Make Lemonade by Virginia Euwer Wolff

 lemonade book cover

BIBLIO: 1993,New York: Henry Holt and Company, Ages 13 to 16.
REVIEWER: Gwen Harter.
FORMAT: Young Adult book
ISBN: 978-0805080704

By writing this novel in poetry the story gains a whole lot of meaning. The short entries with breaks and lack of grammar and a distinctive vernacular show the disorganization and scrambled emotions of the characters. Narrated by LaVaughn, a fourteen year old girl, the reader peeks into the unfortunate life of Jolly, a seventeen year old mother, and her two children Jeremy and Jilly. LaVaughn takes the babysitting job as a way to earn money for college and after visiting for the first time, LaVaughn has more than enough incentive to get out of the neighborhood. Living in squalor and struggling paycheck to paycheck the small family gets turned upside down when Jolly loses her job. Despite all of this LaVaughn bonds closely with this little family, caring tenderly for the children and their fragile mother, be it through storytelling or bathtime she is determined to help. Unable to find work LaVaughn convinces Jolly to “take hold” by returning to school with the specialized Moms Up GED program. A unique look at Jolly’s hardship is seen through the contrasting bleeding heart LaVaughn and her tough love mother (through LaVaughn’s conversations with her and her occasional run-ins with Jolly). Several unexpected things happen, including “lemon bloms” and Jolly actually looking to change her family’s life. A heartwarming problem novel truly shows that you can “make lemonade” no matter the circumstances. This novel works through issues typically seen in inner-city communities like poverty, illiteracy, absentee fathers, pipe dreams of college, and picking oneself up again and again. I would recommend this book to girls from the latter half of 8th grade up until early 11th grade based on the content and comprehension levels.
--------------------
The task. Copy out the entire review of Make Lemonade word for word, keeping every line the same.

Listed records.
--------------------
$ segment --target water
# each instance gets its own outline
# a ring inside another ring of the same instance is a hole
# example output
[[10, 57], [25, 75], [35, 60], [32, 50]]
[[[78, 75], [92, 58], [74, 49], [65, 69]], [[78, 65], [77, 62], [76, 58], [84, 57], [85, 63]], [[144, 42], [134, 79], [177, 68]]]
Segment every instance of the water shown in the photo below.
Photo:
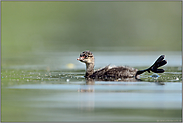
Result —
[[[180, 122], [181, 54], [163, 53], [168, 60], [165, 73], [144, 73], [142, 81], [133, 82], [86, 81], [85, 66], [76, 60], [77, 52], [25, 55], [18, 58], [21, 63], [14, 58], [13, 64], [3, 59], [8, 64], [1, 72], [2, 121]], [[111, 64], [144, 69], [161, 53], [94, 55], [96, 68]]]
--------------------
Finished task.
Make Lemonade by Virginia Euwer Wolff

 lemonade book cover

BIBLIO: 1993,New York: Henry Holt and Company, Ages 13 to 16.
REVIEWER: Gwen Harter.
FORMAT: Young Adult book
ISBN: 978-0805080704

By writing this novel in poetry the story gains a whole lot of meaning. The short entries with breaks and lack of grammar and a distinctive vernacular show the disorganization and scrambled emotions of the characters. Narrated by LaVaughn, a fourteen year old girl, the reader peeks into the unfortunate life of Jolly, a seventeen year old mother, and her two children Jeremy and Jilly. LaVaughn takes the babysitting job as a way to earn money for college and after visiting for the first time, LaVaughn has more than enough incentive to get out of the neighborhood. Living in squalor and struggling paycheck to paycheck the small family gets turned upside down when Jolly loses her job. Despite all of this LaVaughn bonds closely with this little family, caring tenderly for the children and their fragile mother, be it through storytelling or bathtime she is determined to help. Unable to find work LaVaughn convinces Jolly to “take hold” by returning to school with the specialized Moms Up GED program. A unique look at Jolly’s hardship is seen through the contrasting bleeding heart LaVaughn and her tough love mother (through LaVaughn’s conversations with her and her occasional run-ins with Jolly). Several unexpected things happen, including “lemon bloms” and Jolly actually looking to change her family’s life. A heartwarming problem novel truly shows that you can “make lemonade” no matter the circumstances. This novel works through issues typically seen in inner-city communities like poverty, illiteracy, absentee fathers, pipe dreams of college, and picking oneself up again and again. I would recommend this book to girls from the latter half of 8th grade up until early 11th grade based on the content and comprehension levels.